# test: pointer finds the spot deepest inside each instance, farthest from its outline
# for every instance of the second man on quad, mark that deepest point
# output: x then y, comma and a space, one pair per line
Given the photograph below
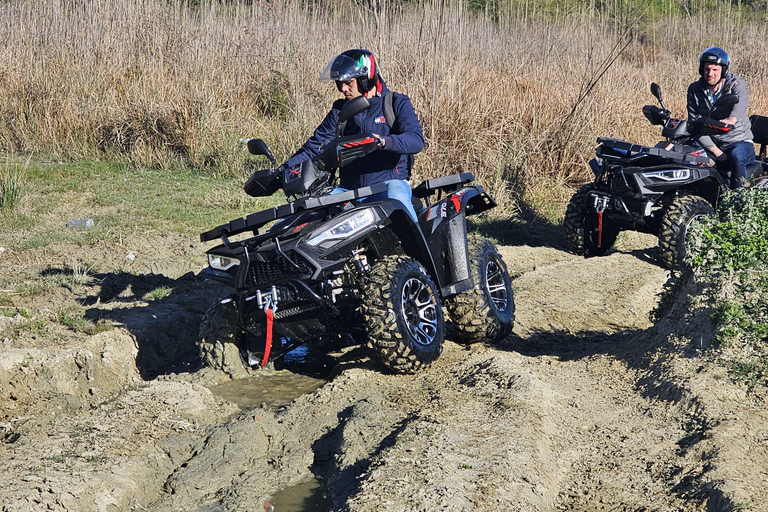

* * *

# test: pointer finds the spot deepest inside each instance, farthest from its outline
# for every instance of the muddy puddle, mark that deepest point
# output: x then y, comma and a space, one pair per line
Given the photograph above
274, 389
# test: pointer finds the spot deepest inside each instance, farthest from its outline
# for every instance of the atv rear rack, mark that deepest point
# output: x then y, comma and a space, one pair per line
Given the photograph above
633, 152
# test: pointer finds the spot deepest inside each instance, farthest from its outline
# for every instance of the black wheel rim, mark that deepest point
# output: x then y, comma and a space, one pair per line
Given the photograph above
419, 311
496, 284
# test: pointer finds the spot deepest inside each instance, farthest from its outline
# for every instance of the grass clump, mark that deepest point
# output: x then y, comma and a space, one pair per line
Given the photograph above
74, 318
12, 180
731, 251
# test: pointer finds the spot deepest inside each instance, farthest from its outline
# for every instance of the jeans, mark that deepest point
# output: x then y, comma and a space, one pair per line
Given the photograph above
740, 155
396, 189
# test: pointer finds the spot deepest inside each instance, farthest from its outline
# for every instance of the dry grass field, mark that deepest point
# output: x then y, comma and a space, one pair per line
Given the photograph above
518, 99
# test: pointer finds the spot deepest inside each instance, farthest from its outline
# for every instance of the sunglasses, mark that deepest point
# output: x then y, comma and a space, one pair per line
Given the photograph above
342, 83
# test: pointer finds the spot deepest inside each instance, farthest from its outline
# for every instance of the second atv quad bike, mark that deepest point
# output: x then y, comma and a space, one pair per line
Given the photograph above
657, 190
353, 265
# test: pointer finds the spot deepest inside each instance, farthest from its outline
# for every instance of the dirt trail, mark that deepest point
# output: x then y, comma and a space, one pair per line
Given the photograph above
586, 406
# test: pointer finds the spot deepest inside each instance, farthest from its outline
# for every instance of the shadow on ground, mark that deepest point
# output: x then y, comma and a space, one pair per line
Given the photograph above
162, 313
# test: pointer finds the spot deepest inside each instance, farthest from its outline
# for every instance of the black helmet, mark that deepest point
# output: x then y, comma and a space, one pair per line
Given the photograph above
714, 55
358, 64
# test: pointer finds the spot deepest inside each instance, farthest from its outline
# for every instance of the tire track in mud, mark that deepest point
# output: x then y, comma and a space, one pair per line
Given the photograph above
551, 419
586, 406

| WORK TO COMPLETE |
Return each line of the material above that contains the string "quad", copied in full.

| SOLUTION TO THIS PROBLEM |
# for every instance of the second man on quad, mark that deepest point
# for every instance of the second atv quad bike, mark that deepest point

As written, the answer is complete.